[Data items]

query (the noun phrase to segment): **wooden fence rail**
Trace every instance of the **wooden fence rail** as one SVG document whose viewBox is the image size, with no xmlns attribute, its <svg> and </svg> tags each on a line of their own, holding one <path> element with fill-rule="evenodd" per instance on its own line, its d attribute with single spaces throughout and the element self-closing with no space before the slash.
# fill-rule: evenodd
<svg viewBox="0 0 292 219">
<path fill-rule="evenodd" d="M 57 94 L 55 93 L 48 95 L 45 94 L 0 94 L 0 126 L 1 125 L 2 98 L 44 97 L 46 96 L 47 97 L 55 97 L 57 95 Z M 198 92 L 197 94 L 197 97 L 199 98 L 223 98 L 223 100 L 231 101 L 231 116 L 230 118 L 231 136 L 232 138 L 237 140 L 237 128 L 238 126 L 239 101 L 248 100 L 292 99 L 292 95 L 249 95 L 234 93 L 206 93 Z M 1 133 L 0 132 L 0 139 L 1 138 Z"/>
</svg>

#### [Problem description]
Please present every line of the material above as a Markdown table with two columns, Row and Line, where Row holds the row number. Leave out any blank lines.

#### [Expected output]
| Row | Line |
|---|---|
| 1 | query (the noun phrase to segment): **wooden fence rail** |
| 2 | Trace every instance of the **wooden fence rail** as one SVG document whose viewBox is the image size, with no xmlns attribute, its <svg> and </svg> tags each on a line of their own, holding one <path> element with fill-rule="evenodd" per instance on its own line, its d attribute with single spaces throughout and the element self-closing with no space before the slash. |
| 3 | # fill-rule: evenodd |
| 4 | <svg viewBox="0 0 292 219"> |
| 5 | <path fill-rule="evenodd" d="M 57 94 L 55 93 L 48 95 L 45 94 L 0 94 L 0 126 L 1 125 L 2 98 L 44 97 L 46 96 L 47 97 L 55 97 L 57 95 Z M 198 92 L 197 94 L 197 97 L 199 98 L 223 98 L 223 100 L 231 101 L 231 116 L 230 118 L 231 136 L 232 138 L 237 140 L 237 128 L 238 126 L 239 101 L 248 100 L 292 99 L 292 95 L 249 95 L 234 93 L 206 93 Z M 1 133 L 0 132 L 0 139 L 1 138 Z"/> |
| 6 | </svg> |